SHORT PROBLEM: Rewrite the data below as a JSON list of strings, one string per line, with blank lines left out.

SUPPLIED DATA:
────────
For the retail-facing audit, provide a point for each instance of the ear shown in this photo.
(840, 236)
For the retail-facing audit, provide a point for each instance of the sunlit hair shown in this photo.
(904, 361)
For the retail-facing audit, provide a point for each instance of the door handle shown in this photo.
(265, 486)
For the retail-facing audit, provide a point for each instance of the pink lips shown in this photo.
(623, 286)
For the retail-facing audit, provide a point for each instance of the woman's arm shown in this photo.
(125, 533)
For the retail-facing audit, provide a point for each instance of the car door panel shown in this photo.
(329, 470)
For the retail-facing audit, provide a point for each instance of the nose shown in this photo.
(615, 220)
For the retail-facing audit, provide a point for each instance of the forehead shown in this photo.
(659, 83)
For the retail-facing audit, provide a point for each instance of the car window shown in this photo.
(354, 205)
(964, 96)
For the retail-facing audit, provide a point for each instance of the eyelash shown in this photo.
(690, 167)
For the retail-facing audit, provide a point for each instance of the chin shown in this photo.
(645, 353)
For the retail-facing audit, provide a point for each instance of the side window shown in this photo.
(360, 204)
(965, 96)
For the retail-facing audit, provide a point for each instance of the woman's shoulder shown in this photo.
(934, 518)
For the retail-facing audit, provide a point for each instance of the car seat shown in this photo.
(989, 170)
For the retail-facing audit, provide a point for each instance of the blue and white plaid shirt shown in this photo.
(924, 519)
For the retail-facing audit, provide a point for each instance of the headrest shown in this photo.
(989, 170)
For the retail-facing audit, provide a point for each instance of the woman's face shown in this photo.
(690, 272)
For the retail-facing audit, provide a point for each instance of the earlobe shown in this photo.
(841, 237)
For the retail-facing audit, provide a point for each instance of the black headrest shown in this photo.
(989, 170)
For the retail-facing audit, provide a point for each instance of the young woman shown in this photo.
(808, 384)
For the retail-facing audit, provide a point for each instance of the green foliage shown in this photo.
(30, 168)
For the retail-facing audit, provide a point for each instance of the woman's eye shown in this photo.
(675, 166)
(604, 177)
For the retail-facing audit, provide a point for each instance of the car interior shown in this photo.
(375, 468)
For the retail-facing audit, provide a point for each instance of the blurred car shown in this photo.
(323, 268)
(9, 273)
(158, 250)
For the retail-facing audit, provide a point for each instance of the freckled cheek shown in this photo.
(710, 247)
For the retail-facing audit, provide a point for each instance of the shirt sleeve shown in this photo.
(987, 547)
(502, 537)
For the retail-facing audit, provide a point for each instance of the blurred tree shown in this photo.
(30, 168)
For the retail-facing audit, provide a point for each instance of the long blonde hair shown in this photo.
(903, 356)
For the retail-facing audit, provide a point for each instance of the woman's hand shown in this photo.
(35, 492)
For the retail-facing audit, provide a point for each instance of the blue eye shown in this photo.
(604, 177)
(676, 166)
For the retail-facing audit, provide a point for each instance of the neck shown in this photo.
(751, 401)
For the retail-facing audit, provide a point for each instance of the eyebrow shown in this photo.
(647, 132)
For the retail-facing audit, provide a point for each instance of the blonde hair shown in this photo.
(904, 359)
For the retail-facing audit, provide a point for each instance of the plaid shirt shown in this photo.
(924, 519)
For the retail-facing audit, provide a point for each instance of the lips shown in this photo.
────────
SOLUTION:
[
  "For the retail-facing audit, provide a point for each instance of the ear shown in this photo.",
  "(840, 236)",
  "For the retail-facing audit, provide a point for each instance of the sunlit hair shown in this photo.",
  "(904, 361)",
  "For the retail-facing audit, provide a point for each instance of the door handle shown in this photo.",
  "(265, 486)",
  "For the retail-facing audit, provide a point for each instance of the pink lips shown in this photo.",
  "(623, 286)",
  "For the retail-facing audit, provide a point for each instance of the woman's arm shown in this photo.",
  "(125, 533)",
  "For the retail-facing audit, provide a point for each instance of the car door panel shown in this photo.",
  "(329, 470)",
  "For the retail-facing audit, provide a point for each instance of the nose shown in this photo.",
  "(615, 220)",
  "For the retail-facing audit, provide a point for each instance of the forehead shown in this photo.",
  "(659, 83)",
  "For the retail-facing audit, provide a point for each instance of the car window shown in this photo.",
  "(354, 205)",
  "(964, 96)",
  "For the retail-facing audit, provide a point for each instance of the eyelash shown in this photo.",
  "(690, 167)",
  "For the retail-facing audit, provide a point for each instance of the chin shown in this photo.",
  "(645, 353)",
  "For the retail-facing audit, provide a point for each instance of the side window shown in this photo.",
  "(360, 204)",
  "(965, 96)",
  "For the retail-facing audit, provide a point for each instance of the woman's shoulder shown in this photo.",
  "(934, 518)",
  "For the retail-facing audit, provide a point for each instance of the car seat shown in this photo.",
  "(989, 170)",
  "For the retail-facing audit, provide a point for each instance of the blue and white plaid shirt shown in this photo.",
  "(924, 519)",
  "For the retail-facing audit, provide a point for each instance of the headrest shown in this photo.",
  "(989, 170)",
  "For the retail-facing audit, provide a point for each instance of the woman's face shown in this photo.",
  "(690, 272)",
  "For the retail-facing audit, provide a point for each instance of the earlobe shown in this photo.",
  "(841, 237)",
  "For the retail-facing audit, provide a point for each instance of the black headrest shown in this photo.",
  "(989, 170)",
  "For the retail-facing audit, provide a point for each instance of the young woman shown in this photo.",
  "(808, 384)",
  "For the retail-facing audit, provide a point for each instance of the green foliage shown in this photo.",
  "(30, 168)",
  "For the retail-facing audit, provide a point for each instance of the woman's eye shown in this photo.",
  "(675, 166)",
  "(604, 177)",
  "For the retail-facing audit, provide a point for each instance of the car interior shown in this photo.",
  "(375, 468)",
  "For the retail-facing audit, provide a point for each instance of the blurred car shown in this photo.",
  "(323, 268)",
  "(9, 273)",
  "(158, 250)",
  "For the retail-facing audit, provide a point for each instance of the freckled cheek shown in this photo.",
  "(710, 247)",
  "For the retail-facing audit, provide a point for each instance of the shirt sleeve shown in this photo.",
  "(987, 547)",
  "(502, 537)",
  "For the retail-facing audit, provide a point for each instance of the blurred tree shown in this photo.",
  "(30, 168)",
  "For the retail-facing audit, provide a point for each instance of the long blonde hair shown in this photo.",
  "(903, 356)",
  "For the retail-facing audit, provide a point for each instance of the woman's hand shown in this photo.",
  "(35, 492)",
  "For the retail-facing audit, provide a point for each instance of the blue eye shown in this photo.",
  "(604, 177)",
  "(676, 166)",
  "For the retail-facing audit, provide a point for each instance of the neck shown in this photo.",
  "(751, 401)",
  "For the retail-facing audit, provide a point for each instance of the eyebrow shown in this photo.",
  "(647, 132)",
  "For the retail-facing audit, provide a point for each instance of the blonde hair shown in this photo.",
  "(904, 359)",
  "For the retail-facing audit, provide a point for each instance of the plaid shirt shown in this photo.",
  "(924, 519)",
  "For the retail-facing audit, provide a point for each instance of the lips shown in this photo."
]